Aim of the task.
Look below for the line containing "of the road". Output it and each remaining line of the entries exactly, and nothing else.

Given records.

"""

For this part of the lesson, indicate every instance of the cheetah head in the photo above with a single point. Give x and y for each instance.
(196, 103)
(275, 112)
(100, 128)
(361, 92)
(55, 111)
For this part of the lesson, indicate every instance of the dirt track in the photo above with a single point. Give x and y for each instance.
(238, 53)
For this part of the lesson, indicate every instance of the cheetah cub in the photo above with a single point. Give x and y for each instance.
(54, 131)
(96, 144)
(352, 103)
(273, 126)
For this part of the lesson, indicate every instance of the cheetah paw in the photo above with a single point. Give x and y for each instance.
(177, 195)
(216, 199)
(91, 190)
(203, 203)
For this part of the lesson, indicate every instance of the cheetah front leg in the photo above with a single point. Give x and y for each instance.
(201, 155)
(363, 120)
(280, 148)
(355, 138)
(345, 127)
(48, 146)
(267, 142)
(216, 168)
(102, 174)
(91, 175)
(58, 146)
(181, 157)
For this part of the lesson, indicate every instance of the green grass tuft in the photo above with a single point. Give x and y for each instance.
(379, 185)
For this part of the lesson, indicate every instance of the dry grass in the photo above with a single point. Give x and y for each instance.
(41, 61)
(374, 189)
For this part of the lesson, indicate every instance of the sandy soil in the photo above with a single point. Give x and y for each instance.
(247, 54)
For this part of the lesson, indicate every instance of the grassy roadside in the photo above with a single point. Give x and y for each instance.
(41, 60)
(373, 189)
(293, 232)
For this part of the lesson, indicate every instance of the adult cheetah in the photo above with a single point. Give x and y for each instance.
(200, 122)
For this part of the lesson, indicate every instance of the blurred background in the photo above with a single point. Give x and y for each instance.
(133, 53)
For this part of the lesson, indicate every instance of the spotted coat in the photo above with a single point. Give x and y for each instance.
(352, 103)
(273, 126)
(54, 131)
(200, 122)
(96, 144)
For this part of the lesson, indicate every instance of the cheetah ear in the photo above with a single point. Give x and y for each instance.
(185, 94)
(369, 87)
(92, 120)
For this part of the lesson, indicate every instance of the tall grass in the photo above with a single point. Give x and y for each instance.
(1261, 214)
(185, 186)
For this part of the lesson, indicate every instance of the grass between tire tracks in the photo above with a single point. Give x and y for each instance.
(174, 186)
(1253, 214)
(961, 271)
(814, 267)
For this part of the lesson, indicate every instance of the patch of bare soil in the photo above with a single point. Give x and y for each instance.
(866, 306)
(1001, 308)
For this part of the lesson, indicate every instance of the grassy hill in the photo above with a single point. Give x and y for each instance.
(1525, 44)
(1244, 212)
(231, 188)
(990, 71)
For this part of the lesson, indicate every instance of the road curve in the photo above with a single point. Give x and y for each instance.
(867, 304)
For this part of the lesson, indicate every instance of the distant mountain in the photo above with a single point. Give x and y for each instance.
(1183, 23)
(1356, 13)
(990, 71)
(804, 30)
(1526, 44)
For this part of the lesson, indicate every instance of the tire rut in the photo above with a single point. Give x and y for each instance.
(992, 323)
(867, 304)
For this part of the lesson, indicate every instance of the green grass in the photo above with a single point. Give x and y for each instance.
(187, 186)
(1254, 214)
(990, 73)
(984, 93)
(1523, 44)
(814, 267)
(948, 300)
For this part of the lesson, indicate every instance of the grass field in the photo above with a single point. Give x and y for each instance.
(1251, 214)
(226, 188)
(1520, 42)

"""

Problem solution.
For this part of the lesson, indicate every instance of the road curve in the photo above with a single point. Give x and y for each instance.
(867, 304)
For this part of the lesson, indicate every instance of the distant mountain in the photo above with a single point. Give x and y for each instance.
(1183, 23)
(1356, 13)
(990, 71)
(804, 30)
(1526, 44)
For this part of the lesson, indicate every instance of the tire rut in the photo above with a single point. Give x and y for each instance.
(992, 323)
(867, 304)
For this part of the lesson, indicate every instance of the green grass in the photo above with a single point. Give x and y for each instance.
(187, 186)
(1254, 214)
(990, 73)
(984, 93)
(1523, 44)
(814, 267)
(948, 300)
For this part of the lesson, indicate every instance of the grass field in the photo above with a single point. Give x and y for each instance.
(1251, 214)
(226, 188)
(1520, 42)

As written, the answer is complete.